(GIVEN EXERCISE):
Can you convert the lines in the records below, from the line with "Exercise. Mark the distant" up to and including the line with "pixel 855 228", into a numbered list with any blank lines left out?
##### INPUT FOR THIS TASK #####
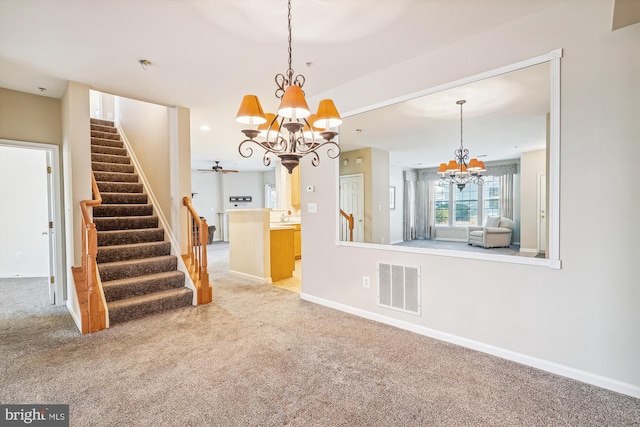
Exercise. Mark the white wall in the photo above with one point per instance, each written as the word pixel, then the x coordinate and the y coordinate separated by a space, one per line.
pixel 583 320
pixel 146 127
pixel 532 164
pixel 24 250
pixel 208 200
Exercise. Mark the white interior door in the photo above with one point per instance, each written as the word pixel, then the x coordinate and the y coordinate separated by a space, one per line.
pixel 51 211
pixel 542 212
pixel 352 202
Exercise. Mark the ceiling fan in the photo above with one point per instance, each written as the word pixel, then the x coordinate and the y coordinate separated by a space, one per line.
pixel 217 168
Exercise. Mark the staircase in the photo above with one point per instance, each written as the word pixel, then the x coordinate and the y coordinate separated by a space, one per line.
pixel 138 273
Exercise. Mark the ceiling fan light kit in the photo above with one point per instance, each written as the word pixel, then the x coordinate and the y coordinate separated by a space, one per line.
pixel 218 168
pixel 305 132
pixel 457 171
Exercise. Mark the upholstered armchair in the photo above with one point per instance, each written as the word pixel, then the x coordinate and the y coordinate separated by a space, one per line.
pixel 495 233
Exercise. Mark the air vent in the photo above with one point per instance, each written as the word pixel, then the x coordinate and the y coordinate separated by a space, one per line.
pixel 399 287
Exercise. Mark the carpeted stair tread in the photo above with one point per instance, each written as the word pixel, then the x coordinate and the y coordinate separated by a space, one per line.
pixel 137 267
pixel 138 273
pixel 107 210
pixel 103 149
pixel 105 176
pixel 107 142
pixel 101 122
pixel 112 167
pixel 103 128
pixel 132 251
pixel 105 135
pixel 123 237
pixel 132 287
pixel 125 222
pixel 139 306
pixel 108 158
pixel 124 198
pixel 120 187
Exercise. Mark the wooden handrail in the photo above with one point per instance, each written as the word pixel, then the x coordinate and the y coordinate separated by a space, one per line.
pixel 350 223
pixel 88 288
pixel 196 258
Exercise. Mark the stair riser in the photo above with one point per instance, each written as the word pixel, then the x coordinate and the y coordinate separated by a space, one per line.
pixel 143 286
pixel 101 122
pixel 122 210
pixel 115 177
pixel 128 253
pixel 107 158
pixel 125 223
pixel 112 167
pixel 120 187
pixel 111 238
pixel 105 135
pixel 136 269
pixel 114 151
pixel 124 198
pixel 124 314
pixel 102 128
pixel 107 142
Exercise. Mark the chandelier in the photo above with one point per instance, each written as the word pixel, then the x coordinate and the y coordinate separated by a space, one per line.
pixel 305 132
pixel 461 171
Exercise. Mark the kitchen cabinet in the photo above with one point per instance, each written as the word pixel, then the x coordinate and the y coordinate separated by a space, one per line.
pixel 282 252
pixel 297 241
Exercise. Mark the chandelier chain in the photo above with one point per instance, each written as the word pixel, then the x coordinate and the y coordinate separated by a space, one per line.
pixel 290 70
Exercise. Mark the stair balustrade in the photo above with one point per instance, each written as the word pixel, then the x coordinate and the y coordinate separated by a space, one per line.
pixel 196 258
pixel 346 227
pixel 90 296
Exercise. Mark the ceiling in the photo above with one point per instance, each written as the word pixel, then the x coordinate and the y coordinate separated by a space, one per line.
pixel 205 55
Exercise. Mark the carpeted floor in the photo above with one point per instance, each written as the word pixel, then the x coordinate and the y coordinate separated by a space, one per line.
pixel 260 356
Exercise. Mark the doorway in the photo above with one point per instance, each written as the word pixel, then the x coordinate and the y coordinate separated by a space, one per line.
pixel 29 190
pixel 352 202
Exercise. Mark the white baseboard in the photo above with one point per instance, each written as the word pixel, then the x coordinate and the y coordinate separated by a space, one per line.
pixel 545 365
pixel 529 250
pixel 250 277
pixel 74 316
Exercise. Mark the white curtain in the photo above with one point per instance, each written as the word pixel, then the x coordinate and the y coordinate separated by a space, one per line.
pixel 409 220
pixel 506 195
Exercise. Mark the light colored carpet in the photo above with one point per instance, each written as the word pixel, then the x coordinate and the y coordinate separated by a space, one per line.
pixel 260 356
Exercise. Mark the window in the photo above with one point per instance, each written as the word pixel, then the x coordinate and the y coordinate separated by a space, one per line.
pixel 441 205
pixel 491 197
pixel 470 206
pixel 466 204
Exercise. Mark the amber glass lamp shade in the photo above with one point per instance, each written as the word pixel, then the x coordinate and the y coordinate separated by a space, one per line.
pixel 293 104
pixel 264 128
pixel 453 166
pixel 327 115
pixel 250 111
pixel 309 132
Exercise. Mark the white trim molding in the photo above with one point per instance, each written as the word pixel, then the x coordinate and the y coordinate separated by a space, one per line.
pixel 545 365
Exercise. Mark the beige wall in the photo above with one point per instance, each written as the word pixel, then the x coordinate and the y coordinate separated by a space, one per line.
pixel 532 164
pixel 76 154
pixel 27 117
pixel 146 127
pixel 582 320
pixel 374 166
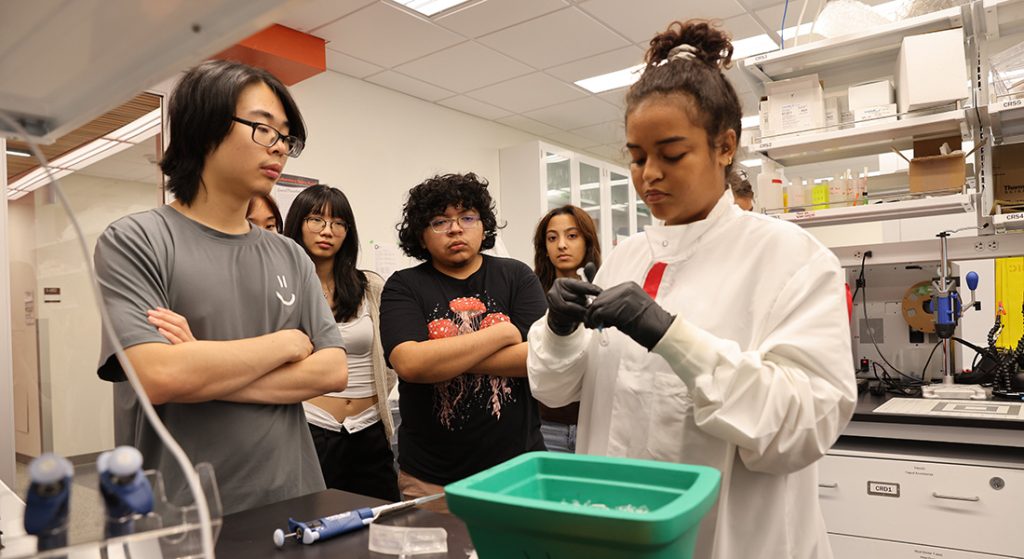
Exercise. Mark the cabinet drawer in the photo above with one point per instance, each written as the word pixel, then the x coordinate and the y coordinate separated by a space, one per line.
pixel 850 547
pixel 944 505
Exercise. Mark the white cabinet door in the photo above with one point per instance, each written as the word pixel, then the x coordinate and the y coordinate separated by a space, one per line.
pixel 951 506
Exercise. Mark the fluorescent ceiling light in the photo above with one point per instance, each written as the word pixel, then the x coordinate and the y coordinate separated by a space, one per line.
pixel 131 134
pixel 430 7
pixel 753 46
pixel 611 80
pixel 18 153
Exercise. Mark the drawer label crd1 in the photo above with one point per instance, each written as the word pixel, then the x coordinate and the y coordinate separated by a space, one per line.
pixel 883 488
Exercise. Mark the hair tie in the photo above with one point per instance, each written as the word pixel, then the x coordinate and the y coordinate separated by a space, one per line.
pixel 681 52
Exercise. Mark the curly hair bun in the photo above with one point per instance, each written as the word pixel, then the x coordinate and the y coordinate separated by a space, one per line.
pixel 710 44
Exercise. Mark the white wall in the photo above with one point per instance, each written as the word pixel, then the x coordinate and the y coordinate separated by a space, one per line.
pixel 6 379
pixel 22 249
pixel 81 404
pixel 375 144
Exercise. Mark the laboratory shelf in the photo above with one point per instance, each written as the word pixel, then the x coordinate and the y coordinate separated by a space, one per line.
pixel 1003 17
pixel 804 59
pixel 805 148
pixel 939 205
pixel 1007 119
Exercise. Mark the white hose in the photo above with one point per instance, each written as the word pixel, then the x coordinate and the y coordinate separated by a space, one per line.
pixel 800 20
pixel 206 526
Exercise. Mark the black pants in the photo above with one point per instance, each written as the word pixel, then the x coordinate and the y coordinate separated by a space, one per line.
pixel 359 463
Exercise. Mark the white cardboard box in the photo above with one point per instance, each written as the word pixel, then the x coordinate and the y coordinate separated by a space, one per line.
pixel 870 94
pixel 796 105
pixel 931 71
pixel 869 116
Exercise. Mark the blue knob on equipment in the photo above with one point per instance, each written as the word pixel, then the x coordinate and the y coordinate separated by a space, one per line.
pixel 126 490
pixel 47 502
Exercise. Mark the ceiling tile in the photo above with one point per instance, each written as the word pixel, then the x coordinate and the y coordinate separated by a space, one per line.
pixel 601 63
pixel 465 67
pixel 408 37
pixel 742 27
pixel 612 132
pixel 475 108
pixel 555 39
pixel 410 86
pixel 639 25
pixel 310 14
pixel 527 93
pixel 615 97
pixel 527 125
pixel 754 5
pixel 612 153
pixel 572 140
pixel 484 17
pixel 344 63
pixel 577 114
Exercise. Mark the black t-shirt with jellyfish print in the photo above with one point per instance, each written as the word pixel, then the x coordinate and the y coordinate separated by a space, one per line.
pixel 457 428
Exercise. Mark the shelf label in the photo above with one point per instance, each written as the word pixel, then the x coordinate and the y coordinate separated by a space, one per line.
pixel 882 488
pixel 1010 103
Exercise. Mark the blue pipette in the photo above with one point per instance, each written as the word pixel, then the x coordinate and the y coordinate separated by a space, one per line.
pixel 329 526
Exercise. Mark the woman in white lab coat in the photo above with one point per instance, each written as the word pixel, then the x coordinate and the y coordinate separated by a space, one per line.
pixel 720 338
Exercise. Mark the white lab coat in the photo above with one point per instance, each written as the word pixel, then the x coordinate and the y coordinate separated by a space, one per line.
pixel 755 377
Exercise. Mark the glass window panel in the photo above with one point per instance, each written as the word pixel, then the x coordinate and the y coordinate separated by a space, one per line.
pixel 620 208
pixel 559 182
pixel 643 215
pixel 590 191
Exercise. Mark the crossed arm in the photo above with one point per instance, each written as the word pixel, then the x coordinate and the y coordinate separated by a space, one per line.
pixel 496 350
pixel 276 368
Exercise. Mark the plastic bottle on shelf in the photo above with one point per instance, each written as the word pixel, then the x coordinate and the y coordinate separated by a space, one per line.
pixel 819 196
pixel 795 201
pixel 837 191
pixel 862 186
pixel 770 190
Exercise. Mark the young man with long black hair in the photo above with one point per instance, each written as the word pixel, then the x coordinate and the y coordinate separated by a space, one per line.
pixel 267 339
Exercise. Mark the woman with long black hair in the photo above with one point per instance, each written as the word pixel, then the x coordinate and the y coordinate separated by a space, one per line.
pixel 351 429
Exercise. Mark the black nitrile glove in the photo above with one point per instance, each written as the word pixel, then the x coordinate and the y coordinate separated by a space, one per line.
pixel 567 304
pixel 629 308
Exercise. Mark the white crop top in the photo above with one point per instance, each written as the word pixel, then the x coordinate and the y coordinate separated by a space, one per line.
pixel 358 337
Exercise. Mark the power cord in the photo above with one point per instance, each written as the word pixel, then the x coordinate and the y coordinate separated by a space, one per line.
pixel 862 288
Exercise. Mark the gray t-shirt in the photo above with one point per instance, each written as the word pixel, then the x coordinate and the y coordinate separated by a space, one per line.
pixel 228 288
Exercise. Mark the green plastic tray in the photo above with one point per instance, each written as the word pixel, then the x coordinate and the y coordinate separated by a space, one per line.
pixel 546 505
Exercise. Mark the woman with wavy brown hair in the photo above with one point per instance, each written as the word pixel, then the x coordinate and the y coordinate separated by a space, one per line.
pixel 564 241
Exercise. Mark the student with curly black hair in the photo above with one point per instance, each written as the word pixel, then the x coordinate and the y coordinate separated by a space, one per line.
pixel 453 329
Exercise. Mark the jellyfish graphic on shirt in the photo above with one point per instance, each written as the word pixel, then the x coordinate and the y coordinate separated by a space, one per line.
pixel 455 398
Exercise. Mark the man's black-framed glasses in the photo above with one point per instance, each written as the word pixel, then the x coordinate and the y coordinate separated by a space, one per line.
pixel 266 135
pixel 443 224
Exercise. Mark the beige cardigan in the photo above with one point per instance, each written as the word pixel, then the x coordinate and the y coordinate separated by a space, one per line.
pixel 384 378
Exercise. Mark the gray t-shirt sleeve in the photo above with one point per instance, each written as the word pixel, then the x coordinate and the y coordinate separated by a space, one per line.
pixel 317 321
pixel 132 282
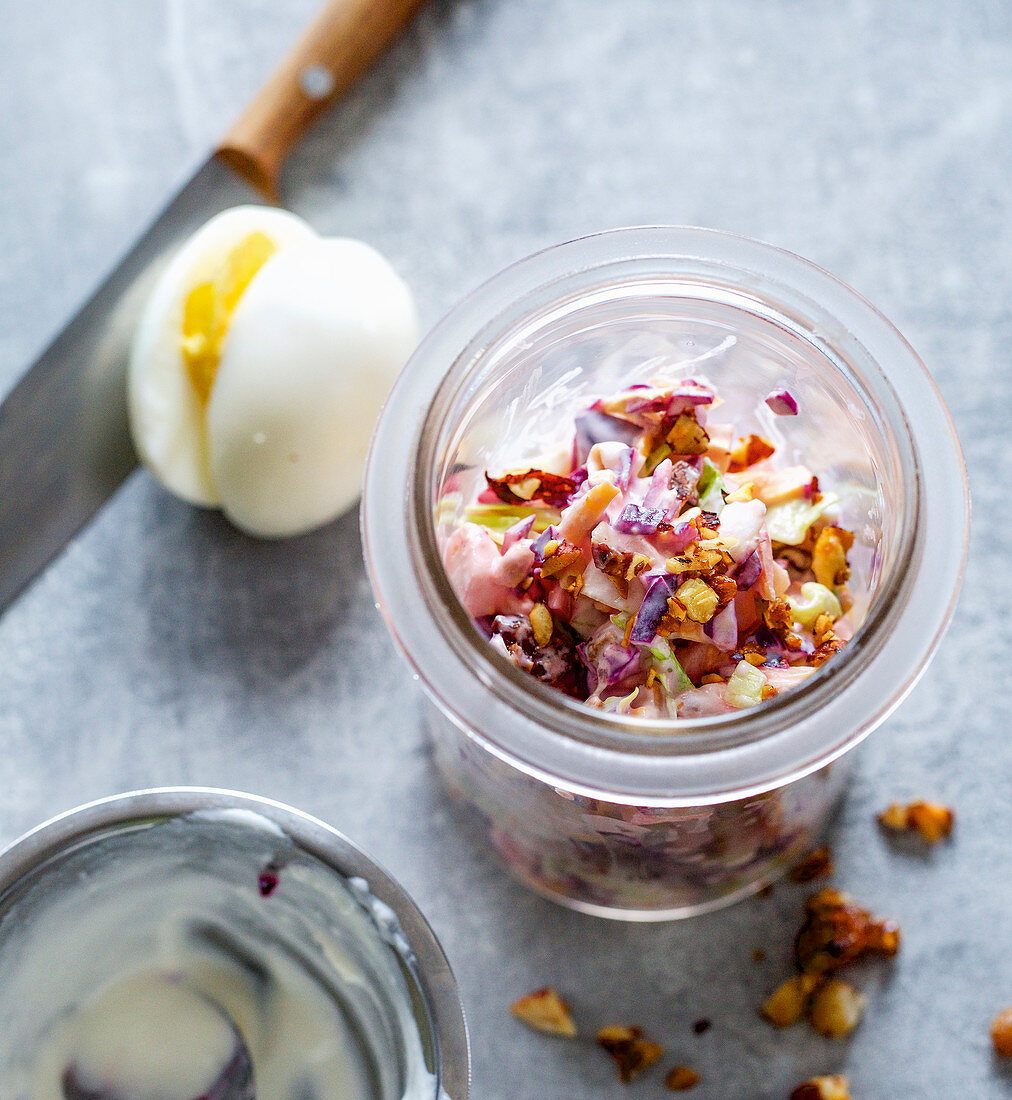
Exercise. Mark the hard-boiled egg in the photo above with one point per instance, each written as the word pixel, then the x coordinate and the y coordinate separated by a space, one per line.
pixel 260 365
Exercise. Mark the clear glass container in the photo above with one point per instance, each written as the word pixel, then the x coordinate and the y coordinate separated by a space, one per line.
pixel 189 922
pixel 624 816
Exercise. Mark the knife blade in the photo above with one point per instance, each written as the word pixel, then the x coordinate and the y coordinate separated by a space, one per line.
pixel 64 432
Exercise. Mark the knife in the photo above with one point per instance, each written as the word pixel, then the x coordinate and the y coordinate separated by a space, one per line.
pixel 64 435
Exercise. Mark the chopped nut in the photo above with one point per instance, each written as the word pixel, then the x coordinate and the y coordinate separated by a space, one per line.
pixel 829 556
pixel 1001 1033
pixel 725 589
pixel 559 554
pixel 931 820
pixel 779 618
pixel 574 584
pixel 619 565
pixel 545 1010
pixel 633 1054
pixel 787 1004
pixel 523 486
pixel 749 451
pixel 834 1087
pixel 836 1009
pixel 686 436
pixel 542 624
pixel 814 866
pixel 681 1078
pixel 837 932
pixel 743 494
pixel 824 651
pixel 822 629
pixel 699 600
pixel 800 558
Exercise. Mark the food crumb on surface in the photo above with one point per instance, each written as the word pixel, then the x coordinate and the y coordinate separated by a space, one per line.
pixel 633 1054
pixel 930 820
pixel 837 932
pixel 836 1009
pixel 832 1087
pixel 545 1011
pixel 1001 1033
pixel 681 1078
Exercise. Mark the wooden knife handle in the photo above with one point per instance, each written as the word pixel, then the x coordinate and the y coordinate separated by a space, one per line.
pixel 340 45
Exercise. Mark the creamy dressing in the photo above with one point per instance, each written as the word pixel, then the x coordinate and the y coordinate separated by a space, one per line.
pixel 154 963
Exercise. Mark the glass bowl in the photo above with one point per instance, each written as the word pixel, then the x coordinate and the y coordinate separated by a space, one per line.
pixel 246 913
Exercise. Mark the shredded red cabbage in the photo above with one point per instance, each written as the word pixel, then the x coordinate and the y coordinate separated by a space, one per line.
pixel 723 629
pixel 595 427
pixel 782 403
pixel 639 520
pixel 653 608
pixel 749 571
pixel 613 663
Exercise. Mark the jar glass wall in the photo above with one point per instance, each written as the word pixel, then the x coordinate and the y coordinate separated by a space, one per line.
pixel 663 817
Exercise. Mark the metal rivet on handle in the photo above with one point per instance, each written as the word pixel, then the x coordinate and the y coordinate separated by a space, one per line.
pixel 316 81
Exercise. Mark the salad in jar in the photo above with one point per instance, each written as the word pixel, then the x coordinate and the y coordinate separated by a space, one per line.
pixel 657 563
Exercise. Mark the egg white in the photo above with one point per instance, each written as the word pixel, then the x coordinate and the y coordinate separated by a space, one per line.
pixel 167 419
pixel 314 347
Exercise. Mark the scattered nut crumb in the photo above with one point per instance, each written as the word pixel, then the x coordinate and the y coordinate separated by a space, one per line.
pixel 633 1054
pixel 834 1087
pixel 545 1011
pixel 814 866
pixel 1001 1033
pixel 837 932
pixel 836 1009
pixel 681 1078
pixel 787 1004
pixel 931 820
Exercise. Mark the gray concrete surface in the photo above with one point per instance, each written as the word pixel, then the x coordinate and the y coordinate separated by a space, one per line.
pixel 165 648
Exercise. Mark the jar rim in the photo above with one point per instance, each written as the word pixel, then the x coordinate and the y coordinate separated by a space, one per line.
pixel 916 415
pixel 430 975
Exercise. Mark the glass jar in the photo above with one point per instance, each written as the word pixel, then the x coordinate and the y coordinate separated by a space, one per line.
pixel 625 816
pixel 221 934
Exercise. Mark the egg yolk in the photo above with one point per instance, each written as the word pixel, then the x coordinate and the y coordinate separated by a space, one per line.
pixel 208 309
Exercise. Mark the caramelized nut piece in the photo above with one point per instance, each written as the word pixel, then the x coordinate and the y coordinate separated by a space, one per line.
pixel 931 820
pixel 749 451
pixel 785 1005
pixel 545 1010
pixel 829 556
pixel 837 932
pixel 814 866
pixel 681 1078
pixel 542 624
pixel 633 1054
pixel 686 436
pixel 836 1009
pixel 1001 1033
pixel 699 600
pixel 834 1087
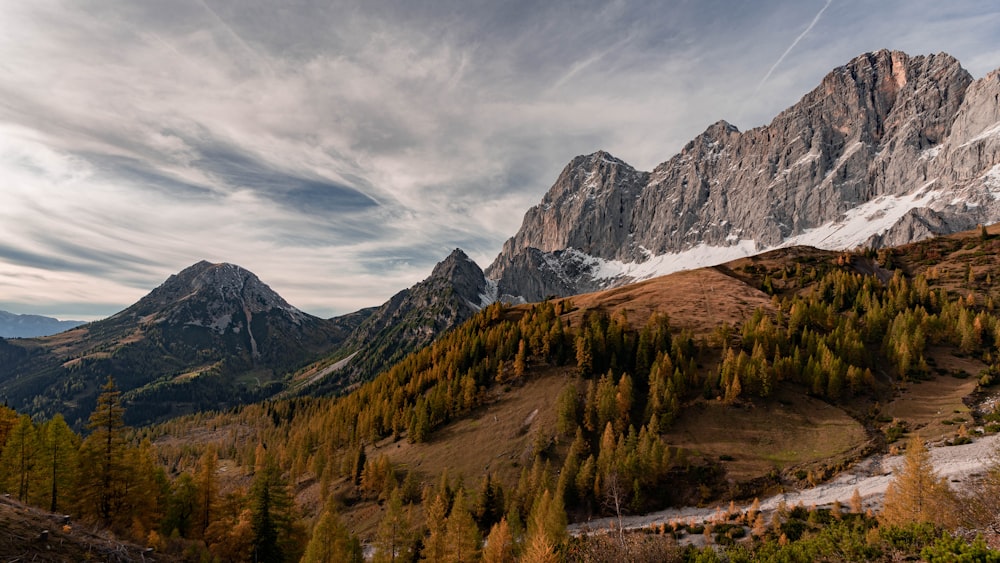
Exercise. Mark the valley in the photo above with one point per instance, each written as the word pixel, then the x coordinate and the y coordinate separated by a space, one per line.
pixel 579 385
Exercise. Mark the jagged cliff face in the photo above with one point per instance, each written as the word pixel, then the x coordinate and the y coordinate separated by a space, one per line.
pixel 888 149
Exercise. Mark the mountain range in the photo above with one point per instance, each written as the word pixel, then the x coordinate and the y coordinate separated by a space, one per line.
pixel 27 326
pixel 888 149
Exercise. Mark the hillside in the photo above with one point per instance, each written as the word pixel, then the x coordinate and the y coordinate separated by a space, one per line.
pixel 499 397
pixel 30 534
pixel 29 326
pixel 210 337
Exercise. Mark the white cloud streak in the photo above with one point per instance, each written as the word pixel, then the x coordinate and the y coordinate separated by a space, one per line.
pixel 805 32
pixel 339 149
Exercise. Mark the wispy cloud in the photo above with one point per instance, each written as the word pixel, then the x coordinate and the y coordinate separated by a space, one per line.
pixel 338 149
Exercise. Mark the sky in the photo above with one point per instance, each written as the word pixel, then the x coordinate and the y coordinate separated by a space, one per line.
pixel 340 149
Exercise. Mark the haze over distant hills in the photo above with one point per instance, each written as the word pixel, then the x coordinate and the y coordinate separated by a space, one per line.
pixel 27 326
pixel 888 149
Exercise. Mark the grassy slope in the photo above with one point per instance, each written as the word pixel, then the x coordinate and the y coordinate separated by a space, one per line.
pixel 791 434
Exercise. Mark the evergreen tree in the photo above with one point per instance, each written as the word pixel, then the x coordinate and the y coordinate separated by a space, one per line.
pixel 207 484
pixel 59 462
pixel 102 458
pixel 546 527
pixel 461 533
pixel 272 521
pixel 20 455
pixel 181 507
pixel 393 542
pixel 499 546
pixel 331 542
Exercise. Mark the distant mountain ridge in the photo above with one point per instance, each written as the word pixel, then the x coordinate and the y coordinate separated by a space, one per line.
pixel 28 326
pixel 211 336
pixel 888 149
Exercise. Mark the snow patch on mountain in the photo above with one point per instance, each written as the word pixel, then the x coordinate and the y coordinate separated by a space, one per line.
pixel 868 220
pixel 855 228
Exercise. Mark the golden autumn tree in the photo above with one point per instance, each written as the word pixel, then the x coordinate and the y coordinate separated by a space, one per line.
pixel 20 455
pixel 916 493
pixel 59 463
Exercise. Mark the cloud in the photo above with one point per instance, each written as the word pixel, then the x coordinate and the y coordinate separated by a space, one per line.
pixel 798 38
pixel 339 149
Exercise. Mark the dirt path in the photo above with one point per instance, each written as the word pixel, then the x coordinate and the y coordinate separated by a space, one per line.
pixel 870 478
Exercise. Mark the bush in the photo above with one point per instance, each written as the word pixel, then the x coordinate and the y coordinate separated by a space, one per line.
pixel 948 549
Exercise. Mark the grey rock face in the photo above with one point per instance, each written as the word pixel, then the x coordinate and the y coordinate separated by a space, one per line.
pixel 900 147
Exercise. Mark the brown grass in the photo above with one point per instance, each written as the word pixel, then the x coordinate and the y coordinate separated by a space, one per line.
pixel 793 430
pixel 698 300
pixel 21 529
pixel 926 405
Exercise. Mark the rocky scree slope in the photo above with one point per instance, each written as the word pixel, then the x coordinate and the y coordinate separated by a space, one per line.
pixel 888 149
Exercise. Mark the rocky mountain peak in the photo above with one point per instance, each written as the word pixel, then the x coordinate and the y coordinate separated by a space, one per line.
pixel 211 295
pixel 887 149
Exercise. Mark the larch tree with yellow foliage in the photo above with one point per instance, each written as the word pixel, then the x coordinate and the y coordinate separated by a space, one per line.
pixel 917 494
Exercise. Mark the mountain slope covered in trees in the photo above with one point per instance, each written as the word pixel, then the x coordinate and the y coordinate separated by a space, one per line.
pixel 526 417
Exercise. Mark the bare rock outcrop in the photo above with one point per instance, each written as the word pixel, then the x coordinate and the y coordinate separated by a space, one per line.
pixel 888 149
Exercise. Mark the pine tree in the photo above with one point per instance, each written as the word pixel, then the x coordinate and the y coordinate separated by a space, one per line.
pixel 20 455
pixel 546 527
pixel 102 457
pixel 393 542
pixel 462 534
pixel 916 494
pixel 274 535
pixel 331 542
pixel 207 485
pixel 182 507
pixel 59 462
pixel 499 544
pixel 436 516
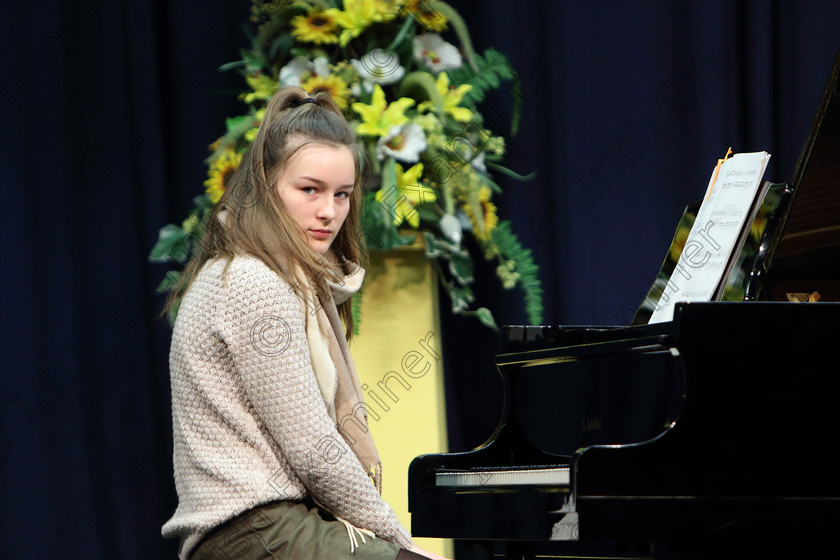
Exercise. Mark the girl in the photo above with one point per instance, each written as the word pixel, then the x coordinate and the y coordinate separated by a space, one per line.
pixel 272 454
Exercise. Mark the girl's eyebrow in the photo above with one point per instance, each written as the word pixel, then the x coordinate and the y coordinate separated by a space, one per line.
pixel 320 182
#####
(RESULT BELOW):
1. Exercise. Mark the distant mountain ridge in the photo above with one point per instance, each written as the word pixel, then the x coordinate and the y coordinate separated by a space, one per line.
2. pixel 28 326
3. pixel 211 336
4. pixel 888 149
5. Exercise. Mark the snow patch on mountain in the photo above with one point per instance, each written as the word pixel, then the x coordinate and the y coordinate separated by a space, one per line.
6. pixel 868 220
7. pixel 855 228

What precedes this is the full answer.